* Your objective
Show every line of the data below that includes the word "logo".

* Available data
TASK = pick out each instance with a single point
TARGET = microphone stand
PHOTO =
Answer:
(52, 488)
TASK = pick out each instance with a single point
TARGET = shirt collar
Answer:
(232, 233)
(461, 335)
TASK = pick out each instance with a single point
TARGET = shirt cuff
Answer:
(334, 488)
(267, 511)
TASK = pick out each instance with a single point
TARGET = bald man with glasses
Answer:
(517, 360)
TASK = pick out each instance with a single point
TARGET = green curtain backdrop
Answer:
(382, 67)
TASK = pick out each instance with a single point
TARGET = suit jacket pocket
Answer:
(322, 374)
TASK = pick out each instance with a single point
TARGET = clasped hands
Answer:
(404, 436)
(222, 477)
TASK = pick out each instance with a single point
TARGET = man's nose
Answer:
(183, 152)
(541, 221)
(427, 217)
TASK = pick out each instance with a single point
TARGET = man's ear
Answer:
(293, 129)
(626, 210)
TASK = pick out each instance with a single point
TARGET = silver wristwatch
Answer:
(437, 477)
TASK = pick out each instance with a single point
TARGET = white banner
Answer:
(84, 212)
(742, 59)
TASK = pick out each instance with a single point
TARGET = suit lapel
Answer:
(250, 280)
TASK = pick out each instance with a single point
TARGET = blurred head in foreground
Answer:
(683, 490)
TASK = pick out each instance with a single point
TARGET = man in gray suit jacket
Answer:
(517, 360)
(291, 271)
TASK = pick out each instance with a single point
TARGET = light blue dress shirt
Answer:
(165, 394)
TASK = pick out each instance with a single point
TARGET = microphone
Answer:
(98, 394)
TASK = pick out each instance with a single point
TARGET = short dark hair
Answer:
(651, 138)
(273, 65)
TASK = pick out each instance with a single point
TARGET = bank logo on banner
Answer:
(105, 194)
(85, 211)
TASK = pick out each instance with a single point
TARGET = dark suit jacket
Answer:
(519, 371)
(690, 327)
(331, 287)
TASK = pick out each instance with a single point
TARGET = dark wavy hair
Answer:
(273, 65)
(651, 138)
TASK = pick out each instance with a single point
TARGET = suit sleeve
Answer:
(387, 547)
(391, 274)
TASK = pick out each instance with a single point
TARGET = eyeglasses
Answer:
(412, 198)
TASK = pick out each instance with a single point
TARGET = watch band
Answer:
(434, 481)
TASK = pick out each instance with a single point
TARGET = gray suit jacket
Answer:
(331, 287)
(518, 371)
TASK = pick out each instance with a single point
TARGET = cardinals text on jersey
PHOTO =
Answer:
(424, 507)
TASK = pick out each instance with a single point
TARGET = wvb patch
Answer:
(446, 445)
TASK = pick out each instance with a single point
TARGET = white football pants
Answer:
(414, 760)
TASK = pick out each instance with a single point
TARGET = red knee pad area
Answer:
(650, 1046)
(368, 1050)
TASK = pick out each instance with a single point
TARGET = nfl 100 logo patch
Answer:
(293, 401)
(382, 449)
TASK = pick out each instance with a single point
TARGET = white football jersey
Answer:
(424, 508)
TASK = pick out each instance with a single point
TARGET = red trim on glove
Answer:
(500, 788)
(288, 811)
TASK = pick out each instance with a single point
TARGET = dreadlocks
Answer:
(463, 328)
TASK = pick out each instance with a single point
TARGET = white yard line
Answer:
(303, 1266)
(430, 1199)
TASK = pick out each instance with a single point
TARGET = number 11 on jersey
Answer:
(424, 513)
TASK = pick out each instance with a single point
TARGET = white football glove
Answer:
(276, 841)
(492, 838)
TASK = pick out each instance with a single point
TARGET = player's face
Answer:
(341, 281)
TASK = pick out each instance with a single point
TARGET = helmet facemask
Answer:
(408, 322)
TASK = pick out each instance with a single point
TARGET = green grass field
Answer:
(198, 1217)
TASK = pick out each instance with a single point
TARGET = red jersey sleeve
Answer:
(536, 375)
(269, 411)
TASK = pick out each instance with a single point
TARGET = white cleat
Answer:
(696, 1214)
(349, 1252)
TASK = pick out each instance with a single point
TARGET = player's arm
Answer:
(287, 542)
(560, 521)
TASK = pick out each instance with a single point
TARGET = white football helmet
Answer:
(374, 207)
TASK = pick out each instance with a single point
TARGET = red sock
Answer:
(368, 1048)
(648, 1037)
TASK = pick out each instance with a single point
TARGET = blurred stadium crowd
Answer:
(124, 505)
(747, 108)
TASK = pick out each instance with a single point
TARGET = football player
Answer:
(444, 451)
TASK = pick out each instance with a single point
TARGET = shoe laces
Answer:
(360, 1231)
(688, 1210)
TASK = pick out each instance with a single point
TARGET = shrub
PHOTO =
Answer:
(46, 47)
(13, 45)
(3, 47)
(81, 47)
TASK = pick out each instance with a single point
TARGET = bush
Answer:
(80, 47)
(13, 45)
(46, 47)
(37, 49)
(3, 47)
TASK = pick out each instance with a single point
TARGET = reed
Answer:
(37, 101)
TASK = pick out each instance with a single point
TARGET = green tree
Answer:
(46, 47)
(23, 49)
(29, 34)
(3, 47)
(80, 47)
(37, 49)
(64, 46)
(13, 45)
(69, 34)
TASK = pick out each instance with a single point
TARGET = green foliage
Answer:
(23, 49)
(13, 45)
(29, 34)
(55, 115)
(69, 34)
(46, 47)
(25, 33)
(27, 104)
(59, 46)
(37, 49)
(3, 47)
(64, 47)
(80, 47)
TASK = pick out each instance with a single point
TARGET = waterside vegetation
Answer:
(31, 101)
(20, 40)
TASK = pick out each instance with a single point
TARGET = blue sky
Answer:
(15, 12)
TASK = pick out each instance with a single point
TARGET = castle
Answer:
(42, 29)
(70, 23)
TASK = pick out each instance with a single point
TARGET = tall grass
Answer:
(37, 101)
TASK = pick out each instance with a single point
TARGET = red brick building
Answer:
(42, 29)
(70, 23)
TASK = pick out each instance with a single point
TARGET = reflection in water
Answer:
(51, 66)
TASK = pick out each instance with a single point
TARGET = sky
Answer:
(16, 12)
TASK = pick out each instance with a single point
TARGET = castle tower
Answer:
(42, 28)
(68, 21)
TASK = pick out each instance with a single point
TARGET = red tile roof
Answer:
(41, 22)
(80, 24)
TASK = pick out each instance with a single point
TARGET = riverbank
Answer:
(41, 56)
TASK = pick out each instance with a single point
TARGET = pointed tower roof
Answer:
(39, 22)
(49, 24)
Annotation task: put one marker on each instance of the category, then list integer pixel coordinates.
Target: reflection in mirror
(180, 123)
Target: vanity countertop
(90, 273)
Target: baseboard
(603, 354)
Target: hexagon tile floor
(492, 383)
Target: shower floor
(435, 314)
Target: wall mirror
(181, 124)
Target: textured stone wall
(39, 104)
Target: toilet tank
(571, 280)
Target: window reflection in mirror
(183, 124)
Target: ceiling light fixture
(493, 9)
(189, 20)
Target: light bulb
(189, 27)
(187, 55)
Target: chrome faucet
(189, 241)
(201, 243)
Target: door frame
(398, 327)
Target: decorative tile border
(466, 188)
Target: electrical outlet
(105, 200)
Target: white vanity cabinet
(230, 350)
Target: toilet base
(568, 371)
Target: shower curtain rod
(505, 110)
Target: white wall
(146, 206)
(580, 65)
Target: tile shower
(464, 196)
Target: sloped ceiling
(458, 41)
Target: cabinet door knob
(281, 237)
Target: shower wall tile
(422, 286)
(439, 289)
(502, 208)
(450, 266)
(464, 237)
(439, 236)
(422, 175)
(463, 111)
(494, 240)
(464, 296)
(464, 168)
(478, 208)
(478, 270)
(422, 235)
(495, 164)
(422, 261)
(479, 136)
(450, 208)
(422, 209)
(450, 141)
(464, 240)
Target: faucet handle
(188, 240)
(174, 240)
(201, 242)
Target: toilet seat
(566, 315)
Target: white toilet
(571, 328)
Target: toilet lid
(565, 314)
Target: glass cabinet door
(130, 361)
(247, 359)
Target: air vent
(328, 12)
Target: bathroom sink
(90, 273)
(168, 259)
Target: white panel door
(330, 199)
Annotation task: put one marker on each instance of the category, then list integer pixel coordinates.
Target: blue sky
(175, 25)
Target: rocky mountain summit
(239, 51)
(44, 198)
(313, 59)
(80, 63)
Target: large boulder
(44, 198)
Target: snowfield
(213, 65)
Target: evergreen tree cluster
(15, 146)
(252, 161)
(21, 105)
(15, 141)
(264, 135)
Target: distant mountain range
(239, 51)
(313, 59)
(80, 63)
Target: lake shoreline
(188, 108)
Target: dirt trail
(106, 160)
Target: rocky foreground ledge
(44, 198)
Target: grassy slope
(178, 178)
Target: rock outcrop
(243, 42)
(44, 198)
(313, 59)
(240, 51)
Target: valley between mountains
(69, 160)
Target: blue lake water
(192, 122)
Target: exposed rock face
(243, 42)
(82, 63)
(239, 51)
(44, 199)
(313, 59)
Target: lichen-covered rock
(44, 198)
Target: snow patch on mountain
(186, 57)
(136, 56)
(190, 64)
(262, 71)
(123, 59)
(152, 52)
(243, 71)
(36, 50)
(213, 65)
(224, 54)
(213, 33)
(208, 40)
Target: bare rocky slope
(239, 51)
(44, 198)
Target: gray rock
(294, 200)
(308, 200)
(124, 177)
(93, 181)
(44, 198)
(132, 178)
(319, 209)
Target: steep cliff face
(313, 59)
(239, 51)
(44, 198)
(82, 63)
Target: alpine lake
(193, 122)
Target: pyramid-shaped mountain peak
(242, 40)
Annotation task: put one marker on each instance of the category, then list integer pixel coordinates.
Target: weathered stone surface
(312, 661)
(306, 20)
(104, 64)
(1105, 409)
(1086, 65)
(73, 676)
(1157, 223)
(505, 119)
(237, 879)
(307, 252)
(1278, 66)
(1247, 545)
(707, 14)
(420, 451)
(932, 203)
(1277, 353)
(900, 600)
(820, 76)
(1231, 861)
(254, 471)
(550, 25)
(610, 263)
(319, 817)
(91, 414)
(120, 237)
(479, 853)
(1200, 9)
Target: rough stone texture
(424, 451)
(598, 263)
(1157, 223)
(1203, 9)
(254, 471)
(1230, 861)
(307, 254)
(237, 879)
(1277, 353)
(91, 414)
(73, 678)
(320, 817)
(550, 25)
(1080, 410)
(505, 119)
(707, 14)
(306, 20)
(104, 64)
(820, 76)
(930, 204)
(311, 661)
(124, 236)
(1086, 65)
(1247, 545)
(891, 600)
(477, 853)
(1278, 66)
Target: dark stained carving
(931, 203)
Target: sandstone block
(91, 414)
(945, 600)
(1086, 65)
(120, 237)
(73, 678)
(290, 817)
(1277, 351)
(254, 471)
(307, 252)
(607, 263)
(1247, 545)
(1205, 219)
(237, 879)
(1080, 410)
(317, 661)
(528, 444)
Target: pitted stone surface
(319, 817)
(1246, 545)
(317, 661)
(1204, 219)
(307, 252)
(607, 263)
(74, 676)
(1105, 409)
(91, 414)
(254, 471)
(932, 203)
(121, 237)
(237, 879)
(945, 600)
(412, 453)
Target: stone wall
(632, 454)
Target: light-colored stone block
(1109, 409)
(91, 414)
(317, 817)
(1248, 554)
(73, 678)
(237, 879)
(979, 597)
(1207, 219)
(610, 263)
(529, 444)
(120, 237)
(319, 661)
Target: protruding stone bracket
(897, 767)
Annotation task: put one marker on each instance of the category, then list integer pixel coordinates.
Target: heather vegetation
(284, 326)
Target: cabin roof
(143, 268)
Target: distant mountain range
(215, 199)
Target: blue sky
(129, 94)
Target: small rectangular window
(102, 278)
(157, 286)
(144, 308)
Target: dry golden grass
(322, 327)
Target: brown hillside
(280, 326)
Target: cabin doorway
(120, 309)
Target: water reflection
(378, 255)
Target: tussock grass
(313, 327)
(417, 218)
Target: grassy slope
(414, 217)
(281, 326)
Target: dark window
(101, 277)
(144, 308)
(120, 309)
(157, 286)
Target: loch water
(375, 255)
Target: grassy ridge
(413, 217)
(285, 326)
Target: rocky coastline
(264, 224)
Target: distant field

* Finished exercise
TARGET = bank logo on banner
TARGET = nfl 100 logo patch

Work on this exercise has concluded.